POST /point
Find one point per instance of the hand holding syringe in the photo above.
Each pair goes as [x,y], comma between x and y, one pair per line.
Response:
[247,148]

> **Short task**
Retype the entries above line for line, with no changes.

> **Task answer**
POST /point
Find one point per instance of the hand holding syringe in the photo above.
Each pair goes as [x,y], comma between x and y, one pair per line.
Response:
[247,148]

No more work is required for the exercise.